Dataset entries
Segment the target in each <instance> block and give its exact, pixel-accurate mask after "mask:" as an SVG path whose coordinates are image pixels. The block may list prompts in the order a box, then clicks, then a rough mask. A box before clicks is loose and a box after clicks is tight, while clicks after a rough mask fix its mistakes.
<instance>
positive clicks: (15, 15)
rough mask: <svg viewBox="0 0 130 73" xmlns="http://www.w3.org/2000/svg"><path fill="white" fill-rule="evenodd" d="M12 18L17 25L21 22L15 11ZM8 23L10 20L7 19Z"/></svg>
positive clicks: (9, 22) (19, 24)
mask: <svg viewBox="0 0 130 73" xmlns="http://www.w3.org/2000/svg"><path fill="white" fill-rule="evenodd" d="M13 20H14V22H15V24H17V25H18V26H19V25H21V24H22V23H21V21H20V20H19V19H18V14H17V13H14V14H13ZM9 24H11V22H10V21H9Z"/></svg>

WORK TO COMPLETE:
Recast every line of the items above as a numbered list, leaving out any blank lines.

WRITTEN SOLUTION:
1. Segment the target in each <instance> block and give its exact, pixel-accurate mask after "mask:" as an SVG path whose coordinates are image pixels. The block may list prompts in the order a box, then clicks, then a rough mask. A box before clicks is loose and a box after clicks is tight, while clicks after a rough mask fix its mistakes.
2. <instance>
3. positive clicks: (15, 15)
4. rough mask: <svg viewBox="0 0 130 73" xmlns="http://www.w3.org/2000/svg"><path fill="white" fill-rule="evenodd" d="M12 18L17 25L21 22L15 11ZM8 23L10 20L7 19Z"/></svg>
5. positive clicks: (9, 22) (19, 24)
6. mask: <svg viewBox="0 0 130 73" xmlns="http://www.w3.org/2000/svg"><path fill="white" fill-rule="evenodd" d="M13 20H14V22H15V24H17V25H18V26H19V25H21V24H22V23H21V21H20V20H19V19H18V14H17V13H14V14H13ZM9 24H11V22H10V21H9Z"/></svg>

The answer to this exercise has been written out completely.